Supplied passage
Segment Open
SQL Server Error: 7320 Cannot execute the query "xxx" against OLE DB provider "DB2OLEDB" for linked server "xxx"

Here's a little something that me and my colleagues were looking at this week. Our customer was executing queries against a DB2 linked server using the latest provider and occasionally got these errors. One of my colleagues suggested to set a dump trigger on the error 7320 so that we could capture a sqlservr.exe dump when the problem next occurred. We achieved this by running

dbcc dumptrigger('SET',7320)

on the server. By default this will collect a mini-dump, unless you have enabled any other trace flags previously. When we had encountered the error and analyzed the dump, it showed up the following stack

sqlservr!ex_raise+0x52
sqlservr!COledbError::HandleExecuteError+0x11b
sqlservr!COledbRangeRowset::FDoPerformSchemaCheckForQuery+0xc7
sqlservr!COledbRangeRowset::FPerformSchemaCheck+0x1fb
sqlservr!COledbRangeRowset::FCheckSchema+0x2a
sqlservr!CEnvOledbRange::XretSchemaChanged+0x16
sqlservr!CXStmtDML::XretDMLExecute+0x41037b
sqlservr!CMsqlExecContext::ExecuteStmts<1,1>+0xace
sqlservr!CMsqlExecContext::FExecute+0x439
sqlservr!CSQLSource::Execute+0x355
sqlservr!CStmtExecStr::XretExecStrExecute+0x48d
sqlservr!CXStmtExecStr::XretExecute+0x20
sqlservr!CMsqlExecContext::ExecuteStmts<1,1>+0x39e
sqlservr!CMsqlExecContext::FExecute+0x439
sqlservr!CSQLSource::Execute+0x355
sqlservr!CStmtExecProc::XretLocalExec+0x125
sqlservr!CStmtExecProc::XretExecExecute+0x132
sqlservr!CXStmtExec::XretExecute+0x20
sqlservr!CMsqlExecContext::ExecuteStmts<1,1>+0x39e
sqlservr!CMsqlExecContext::FExecute+0x439
sqlservr!CSQLSource::Execute+0x355
sqlservr!process_request+0x312
sqlservr!process_commands+0x3fd

 

Before going into any in depth debugging which would involve monitoring the remote server and the components in between, my colleague thought it would be sensible to check the setting surrounding Schema Validation as we were obviously throwing the error in a routine related to this functionality (FDoPerformSchemaCheckForQuery). So we changed the option of the linked server to say enable "Lazy Schema Validation", using this syntax:

exec sp_serveroption xxxxx, 'lazy schema validation', true

If you look this option up in MSDN under "Configuring OLE DB Providers for Distributed Queries" you'll note the following regarding this option:

"If this option is set to false, the default value, SQL Server checks for schema changes that have occurred since compilation in remote tables. This check occurs before query execution. If there is a change in the schema, SQL Server recompiles the query with the new schema.

If this option is set to true, schema checking of remote tables is delayed until execution. This can cause a distributed query to fail with an error if the schema of a remote table has changed between query compilation and execution.
Segment Closed
Description of the task
Please carry on the write-up about the DB2 linked server error 7320 from the point where it stops.

Information provided
Segment Open
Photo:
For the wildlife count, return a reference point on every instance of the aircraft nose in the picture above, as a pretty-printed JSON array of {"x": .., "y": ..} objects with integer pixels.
Segment Closed
Answer to the problem
You may want to set this option to true when distributed partitioned views are being used against a linked server that is running SQL Server. A specified table that participates in the partitioned view may not be actually used in a specific execution of a query against the view. Therefore, deferring the schema validation may improve performance."

Now in all truth this was quite a pragmatic approach, in that we hadn't fully debugged the problem, we were just taking an educated guess, that we were experiencing a problem surrounding schema validation, and so far, since implementing this option, the errors have not re-occurred, so we've managed to workaround the problem.

For reference the customer in question was also experiencing other errors in the 7300 to 7320 range, which have also stopped occurring since this option was set. Errors such as

Error: 7350 Cannot get the column information from OLE DB provider "DB2OLEDB" for linked server "xxx"

Error: 7321 An error occurred while preparing the query "xxx" for execution against OLE DB provider "DB2OLEDB" for linked server "xxx"

Error: 7303 Cannot initialize the data source object of OLE DB provider "DB2OLEDB" for linked server "xxx"

The moral of this story is that linked servers can be very difficult and time consuming to troubleshoot, due to the number of distributed components, including ones outside of the SQL Server area completely. This is one time where I am a fan of testing some of the different settings in the provider to see if the problem can be worked around initially, before doing some in depth analysis. In most other cases I'd far prefer to know why, and we may yet revisit this particular situation to fully debug it, but sometimes a workaround and an error free production environment is also nice for a quick win.

For future reference another interesting quick diagnostic that can be performed on linked servers is to run Process Monitor on the server in question to see whether you are having any obscure permission of registry problems. I've seen this give some quick wins as well.